▶ _Task_
Please reproduce the data in full, exactly as it stands.

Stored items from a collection
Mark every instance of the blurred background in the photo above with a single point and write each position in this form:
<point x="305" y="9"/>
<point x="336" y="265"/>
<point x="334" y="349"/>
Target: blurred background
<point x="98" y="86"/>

▶ _Written solution_
Mark every instance of the blurred background in the photo above with a single point and write each position in this form:
<point x="305" y="9"/>
<point x="336" y="265"/>
<point x="334" y="349"/>
Target: blurred background
<point x="98" y="86"/>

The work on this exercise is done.